[Opening Material for this exercise section]
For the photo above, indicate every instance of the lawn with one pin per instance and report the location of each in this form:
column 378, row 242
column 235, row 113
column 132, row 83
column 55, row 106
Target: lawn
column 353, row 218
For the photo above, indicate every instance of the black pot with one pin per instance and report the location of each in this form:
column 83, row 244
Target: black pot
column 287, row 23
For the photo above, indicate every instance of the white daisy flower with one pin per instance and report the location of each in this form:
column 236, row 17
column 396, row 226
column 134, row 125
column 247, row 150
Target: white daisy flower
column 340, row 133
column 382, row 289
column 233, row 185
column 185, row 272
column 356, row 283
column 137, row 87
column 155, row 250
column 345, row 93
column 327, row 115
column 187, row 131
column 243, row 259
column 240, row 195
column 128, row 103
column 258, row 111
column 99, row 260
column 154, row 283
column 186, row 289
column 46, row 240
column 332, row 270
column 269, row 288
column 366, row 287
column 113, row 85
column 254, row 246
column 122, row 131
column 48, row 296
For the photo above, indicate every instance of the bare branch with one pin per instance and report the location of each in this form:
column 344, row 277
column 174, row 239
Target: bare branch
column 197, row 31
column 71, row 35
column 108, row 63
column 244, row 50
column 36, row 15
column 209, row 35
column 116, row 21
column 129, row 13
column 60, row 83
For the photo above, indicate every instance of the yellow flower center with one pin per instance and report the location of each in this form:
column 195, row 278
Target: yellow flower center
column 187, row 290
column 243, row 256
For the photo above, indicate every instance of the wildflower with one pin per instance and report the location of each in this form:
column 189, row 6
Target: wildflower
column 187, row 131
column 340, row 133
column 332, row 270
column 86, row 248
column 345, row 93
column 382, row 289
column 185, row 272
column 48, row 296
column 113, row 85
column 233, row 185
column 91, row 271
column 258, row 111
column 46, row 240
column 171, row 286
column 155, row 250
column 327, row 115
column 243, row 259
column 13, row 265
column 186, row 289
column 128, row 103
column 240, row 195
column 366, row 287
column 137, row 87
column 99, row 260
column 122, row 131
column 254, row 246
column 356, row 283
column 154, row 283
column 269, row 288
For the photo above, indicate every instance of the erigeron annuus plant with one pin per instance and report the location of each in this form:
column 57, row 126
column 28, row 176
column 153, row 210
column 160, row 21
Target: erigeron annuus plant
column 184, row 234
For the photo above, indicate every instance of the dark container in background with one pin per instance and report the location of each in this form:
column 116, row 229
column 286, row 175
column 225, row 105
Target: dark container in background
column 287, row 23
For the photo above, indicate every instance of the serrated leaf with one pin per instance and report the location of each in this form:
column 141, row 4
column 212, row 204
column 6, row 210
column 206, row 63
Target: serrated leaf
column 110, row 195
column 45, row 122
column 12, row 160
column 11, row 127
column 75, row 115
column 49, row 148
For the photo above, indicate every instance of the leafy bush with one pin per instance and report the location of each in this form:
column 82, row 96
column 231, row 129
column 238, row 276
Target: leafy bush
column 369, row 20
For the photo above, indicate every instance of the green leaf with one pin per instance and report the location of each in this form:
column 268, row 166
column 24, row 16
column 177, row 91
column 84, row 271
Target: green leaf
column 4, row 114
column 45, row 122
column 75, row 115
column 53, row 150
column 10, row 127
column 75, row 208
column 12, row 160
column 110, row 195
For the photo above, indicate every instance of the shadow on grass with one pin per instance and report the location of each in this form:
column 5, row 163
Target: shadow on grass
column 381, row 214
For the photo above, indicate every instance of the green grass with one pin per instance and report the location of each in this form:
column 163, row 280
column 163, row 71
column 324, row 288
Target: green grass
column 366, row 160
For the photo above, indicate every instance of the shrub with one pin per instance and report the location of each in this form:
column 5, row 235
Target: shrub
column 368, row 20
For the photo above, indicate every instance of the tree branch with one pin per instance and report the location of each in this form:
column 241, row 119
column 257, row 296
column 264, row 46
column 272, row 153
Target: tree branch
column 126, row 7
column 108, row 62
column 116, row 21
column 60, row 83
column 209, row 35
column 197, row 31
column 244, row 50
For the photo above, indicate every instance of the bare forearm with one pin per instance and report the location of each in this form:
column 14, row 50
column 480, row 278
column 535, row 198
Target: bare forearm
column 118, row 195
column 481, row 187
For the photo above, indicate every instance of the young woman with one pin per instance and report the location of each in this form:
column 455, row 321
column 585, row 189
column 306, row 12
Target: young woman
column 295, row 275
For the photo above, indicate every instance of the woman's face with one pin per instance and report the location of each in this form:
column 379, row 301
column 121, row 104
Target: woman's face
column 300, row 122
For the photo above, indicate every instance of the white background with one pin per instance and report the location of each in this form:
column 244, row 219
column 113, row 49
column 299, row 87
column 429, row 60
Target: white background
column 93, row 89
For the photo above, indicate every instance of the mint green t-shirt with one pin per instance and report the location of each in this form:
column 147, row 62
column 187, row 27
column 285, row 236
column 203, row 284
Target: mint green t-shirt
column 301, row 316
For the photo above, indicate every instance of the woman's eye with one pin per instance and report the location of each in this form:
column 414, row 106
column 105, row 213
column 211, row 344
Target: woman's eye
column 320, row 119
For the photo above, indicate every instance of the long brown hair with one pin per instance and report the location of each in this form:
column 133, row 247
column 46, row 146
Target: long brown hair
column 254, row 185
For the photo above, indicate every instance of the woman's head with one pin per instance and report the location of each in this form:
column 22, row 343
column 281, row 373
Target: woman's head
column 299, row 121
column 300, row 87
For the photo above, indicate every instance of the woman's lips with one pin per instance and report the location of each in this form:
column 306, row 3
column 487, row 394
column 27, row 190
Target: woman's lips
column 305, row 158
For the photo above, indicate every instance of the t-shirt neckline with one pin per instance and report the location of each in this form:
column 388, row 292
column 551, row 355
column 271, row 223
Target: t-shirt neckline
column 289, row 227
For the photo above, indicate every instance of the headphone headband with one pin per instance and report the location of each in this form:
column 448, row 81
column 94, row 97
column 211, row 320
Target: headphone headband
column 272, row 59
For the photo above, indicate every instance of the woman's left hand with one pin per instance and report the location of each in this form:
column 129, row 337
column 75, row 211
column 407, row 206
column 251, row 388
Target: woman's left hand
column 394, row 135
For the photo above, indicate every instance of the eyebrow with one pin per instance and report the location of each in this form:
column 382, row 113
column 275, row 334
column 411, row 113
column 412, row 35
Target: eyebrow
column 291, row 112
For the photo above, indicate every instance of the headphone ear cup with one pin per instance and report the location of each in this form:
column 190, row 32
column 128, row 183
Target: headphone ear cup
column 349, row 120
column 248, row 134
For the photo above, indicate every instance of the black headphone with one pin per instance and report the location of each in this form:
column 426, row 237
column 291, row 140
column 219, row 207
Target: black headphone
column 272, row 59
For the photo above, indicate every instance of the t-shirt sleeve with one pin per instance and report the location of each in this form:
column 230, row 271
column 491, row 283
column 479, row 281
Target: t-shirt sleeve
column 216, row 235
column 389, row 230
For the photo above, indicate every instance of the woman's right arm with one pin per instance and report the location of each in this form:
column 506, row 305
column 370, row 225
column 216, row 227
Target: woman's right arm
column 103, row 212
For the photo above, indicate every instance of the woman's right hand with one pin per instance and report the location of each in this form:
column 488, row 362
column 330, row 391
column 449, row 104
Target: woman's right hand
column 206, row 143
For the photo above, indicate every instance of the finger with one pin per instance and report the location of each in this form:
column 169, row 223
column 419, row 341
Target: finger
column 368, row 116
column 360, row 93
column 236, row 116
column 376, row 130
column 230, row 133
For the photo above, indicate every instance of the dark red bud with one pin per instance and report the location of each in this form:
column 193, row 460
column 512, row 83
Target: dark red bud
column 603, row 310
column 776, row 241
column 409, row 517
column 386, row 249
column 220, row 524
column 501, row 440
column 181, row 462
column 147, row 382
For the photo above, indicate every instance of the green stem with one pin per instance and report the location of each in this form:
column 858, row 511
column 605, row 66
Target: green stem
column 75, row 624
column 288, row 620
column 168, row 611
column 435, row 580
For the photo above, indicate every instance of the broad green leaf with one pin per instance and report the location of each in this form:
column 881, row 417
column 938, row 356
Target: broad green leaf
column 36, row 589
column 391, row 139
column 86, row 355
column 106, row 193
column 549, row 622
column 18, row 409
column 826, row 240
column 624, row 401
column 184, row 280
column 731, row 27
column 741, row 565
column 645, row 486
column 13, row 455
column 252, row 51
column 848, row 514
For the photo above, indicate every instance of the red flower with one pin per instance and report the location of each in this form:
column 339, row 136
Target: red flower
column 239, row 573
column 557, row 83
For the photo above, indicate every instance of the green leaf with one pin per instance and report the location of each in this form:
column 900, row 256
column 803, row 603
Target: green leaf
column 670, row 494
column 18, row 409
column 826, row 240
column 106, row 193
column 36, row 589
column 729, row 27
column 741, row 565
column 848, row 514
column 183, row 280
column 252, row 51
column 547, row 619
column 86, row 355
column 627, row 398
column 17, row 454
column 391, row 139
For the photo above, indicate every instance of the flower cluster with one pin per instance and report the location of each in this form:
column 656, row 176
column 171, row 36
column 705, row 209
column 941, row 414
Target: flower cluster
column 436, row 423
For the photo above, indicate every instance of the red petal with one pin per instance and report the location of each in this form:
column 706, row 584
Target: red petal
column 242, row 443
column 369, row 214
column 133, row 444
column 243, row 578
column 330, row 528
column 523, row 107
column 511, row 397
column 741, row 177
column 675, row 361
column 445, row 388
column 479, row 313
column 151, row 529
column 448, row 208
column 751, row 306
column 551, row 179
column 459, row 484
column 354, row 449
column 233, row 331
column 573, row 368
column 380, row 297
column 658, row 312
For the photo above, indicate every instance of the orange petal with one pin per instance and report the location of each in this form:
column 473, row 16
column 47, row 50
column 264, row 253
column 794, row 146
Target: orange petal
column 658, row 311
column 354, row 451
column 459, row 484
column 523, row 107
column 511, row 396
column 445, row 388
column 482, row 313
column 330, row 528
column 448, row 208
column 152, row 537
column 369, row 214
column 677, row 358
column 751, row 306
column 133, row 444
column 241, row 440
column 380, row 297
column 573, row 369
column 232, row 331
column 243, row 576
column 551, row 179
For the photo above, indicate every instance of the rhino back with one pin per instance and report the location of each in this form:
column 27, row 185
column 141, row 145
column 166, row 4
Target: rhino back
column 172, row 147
[Closing Material for this exercise section]
*Exercise instructions*.
What is needed is an exact copy of the lines above, from the one containing "column 160, row 21" through the one containing "column 163, row 71", with nothing added.

*Output for this task*.
column 160, row 21
Target: erigeron annuus plant
column 184, row 234
For the photo above, indicate every instance of the dark container in background with one pin per instance and report the location of each in this form:
column 116, row 229
column 286, row 175
column 225, row 105
Target: dark container in background
column 287, row 23
For the photo above, indicate every instance of the serrated leaf with one pin per instance and report the location of each in this form:
column 141, row 4
column 212, row 204
column 6, row 210
column 206, row 63
Target: serrated leaf
column 110, row 195
column 45, row 122
column 12, row 160
column 11, row 127
column 75, row 115
column 49, row 148
For the photo above, indicate every instance of the leafy bush with one pin per instance and report the location of each in this form:
column 82, row 96
column 231, row 129
column 238, row 276
Target: leafy bush
column 369, row 20
For the photo above, indicate every instance of the green leaf with one pin per instance and report the location of each in this form:
column 268, row 166
column 24, row 16
column 177, row 91
column 84, row 271
Target: green leaf
column 4, row 114
column 45, row 122
column 75, row 115
column 53, row 150
column 10, row 127
column 75, row 208
column 12, row 160
column 110, row 195
For the photo above, indicate every instance of the shadow on grass with one pin per instance and report the location of each in this form:
column 5, row 163
Target: shadow on grass
column 381, row 214
For the photo above, indicate every instance of the green grass with one pin per instance and report the location of each in this form:
column 163, row 280
column 163, row 71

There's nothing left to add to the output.